--- Records supplied Enclosed Below ---
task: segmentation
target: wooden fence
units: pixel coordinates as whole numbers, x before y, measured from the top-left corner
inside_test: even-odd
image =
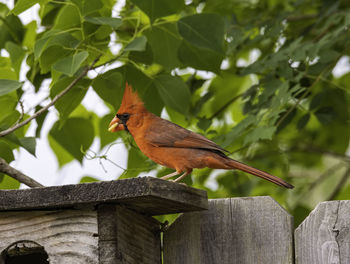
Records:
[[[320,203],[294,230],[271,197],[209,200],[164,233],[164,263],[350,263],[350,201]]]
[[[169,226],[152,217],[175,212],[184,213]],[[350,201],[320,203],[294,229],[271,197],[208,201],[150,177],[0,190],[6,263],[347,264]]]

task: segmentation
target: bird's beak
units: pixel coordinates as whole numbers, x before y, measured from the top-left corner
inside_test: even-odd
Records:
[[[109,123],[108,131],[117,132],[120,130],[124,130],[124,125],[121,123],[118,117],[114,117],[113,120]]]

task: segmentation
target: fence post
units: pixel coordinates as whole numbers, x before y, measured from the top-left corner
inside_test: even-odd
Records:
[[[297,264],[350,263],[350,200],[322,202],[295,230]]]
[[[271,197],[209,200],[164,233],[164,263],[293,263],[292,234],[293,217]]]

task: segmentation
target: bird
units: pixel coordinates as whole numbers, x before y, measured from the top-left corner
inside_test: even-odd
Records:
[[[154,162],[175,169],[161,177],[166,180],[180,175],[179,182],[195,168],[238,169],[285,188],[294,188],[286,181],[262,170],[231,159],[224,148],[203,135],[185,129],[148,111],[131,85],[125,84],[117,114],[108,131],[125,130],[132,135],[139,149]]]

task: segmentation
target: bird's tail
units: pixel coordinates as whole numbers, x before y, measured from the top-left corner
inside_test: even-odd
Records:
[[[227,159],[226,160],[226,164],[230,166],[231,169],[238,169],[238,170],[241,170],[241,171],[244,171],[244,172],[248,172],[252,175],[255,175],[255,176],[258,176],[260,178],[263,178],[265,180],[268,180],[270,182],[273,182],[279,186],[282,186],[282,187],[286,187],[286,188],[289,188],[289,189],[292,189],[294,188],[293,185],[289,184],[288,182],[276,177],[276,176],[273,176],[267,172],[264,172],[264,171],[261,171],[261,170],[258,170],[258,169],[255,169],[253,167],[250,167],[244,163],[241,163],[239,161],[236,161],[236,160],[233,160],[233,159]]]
--- End of Enclosed Records supplied ---
Among the records above, find each line holding "fence" and list it.

Solution:
target: wooden fence
target: fence post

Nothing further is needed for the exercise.